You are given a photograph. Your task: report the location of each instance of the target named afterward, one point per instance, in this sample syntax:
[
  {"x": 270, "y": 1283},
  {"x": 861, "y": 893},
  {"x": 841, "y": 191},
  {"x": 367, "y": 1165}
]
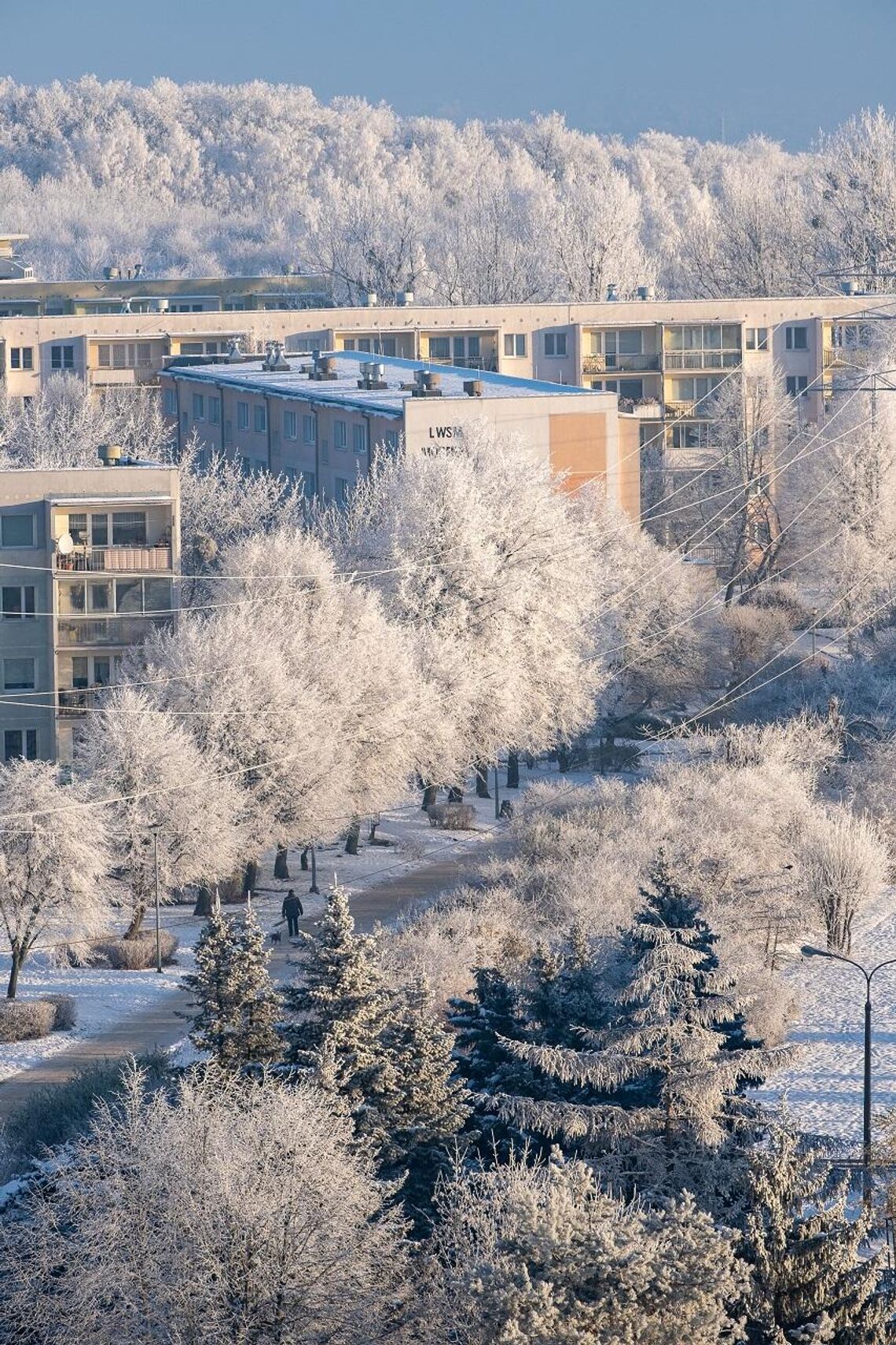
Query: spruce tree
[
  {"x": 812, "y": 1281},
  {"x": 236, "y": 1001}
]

+--

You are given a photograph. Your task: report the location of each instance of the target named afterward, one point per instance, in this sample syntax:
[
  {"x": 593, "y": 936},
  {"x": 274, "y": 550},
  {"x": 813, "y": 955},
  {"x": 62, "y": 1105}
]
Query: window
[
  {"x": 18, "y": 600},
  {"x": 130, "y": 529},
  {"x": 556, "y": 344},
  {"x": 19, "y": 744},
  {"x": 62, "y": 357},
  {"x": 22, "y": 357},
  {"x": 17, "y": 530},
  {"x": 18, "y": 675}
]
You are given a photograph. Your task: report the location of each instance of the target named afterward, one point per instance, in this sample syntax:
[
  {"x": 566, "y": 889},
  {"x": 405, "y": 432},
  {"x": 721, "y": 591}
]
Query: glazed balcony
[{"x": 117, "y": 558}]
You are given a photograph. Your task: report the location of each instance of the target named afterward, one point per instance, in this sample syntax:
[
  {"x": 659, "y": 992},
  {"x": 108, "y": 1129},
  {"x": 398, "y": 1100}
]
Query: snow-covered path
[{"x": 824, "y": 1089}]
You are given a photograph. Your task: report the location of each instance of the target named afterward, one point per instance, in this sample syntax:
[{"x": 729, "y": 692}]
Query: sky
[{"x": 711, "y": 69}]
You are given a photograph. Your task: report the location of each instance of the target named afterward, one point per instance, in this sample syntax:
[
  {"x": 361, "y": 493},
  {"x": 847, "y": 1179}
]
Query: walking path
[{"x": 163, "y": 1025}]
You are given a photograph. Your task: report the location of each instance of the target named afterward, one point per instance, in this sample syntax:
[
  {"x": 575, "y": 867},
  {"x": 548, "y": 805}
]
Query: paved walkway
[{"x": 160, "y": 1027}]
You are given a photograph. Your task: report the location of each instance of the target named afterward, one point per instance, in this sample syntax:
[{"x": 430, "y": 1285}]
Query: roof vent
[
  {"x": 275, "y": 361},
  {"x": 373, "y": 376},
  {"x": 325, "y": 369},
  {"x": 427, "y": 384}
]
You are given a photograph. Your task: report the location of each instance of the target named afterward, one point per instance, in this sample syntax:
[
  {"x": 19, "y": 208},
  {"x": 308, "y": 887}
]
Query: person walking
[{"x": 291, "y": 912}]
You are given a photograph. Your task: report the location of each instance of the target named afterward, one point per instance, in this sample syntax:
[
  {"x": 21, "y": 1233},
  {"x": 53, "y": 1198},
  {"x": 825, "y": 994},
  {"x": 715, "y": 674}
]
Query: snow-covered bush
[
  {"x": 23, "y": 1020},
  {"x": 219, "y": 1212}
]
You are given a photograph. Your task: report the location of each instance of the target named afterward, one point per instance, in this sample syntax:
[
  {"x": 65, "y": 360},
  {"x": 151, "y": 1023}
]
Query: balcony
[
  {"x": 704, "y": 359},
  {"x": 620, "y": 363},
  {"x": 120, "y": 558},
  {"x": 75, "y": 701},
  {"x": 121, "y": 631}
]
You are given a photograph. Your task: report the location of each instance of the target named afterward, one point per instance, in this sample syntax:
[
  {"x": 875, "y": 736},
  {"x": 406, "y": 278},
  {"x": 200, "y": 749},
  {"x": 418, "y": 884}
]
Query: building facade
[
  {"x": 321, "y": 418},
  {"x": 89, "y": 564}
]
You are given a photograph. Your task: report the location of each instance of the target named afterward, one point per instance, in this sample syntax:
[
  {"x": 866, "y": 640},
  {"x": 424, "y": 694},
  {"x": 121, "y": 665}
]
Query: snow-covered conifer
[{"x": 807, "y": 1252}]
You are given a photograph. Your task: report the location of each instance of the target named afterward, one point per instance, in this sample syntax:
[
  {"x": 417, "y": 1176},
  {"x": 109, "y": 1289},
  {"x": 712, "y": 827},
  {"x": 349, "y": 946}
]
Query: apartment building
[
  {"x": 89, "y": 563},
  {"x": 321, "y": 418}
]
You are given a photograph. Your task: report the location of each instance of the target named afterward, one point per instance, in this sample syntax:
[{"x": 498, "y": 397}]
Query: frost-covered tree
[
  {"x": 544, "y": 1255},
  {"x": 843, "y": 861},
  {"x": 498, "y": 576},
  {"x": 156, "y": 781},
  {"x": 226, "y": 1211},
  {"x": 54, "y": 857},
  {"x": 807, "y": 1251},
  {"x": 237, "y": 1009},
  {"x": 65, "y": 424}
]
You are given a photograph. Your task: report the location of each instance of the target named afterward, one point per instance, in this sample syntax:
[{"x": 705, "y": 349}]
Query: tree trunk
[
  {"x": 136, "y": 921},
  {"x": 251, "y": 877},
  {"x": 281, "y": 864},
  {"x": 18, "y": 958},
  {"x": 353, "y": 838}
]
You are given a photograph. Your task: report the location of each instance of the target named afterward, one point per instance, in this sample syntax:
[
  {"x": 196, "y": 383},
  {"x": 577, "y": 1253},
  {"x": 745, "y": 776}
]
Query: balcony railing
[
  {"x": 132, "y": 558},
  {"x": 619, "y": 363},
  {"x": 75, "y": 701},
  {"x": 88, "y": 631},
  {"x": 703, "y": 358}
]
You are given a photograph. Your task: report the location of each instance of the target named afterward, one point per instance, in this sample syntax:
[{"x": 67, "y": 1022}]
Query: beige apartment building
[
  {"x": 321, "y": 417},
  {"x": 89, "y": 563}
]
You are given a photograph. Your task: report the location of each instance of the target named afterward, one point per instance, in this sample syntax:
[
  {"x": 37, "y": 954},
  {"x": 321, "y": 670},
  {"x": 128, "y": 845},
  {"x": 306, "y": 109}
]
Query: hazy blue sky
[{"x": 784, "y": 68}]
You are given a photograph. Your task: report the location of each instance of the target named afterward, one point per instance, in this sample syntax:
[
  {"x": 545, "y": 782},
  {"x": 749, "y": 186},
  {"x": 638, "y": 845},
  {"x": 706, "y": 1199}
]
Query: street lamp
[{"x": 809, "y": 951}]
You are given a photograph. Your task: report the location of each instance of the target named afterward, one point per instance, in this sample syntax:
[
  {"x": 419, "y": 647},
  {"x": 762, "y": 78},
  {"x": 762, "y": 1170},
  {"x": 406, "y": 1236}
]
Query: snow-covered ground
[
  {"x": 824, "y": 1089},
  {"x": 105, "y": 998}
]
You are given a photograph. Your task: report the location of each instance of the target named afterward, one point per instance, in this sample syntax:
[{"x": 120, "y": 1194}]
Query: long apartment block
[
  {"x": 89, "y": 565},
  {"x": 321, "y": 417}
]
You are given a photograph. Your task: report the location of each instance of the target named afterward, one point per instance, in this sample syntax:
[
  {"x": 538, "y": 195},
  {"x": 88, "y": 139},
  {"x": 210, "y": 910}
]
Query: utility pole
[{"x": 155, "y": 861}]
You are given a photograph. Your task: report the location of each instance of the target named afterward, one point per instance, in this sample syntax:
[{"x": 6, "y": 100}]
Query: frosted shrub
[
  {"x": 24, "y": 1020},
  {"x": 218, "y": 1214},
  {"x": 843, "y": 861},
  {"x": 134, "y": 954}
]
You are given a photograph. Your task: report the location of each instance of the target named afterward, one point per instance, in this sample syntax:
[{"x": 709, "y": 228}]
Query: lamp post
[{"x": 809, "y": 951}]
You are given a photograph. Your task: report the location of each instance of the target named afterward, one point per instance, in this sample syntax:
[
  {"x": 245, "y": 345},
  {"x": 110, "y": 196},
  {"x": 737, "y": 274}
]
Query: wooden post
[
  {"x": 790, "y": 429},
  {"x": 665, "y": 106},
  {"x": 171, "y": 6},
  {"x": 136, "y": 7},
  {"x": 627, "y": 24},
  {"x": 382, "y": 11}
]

+--

Report every line of the records above that contains the string "snow", copying each such line in full.

Result.
Query: snow-covered path
Query: snow-covered bush
Query: snow-covered conifer
Query: snow-covered ground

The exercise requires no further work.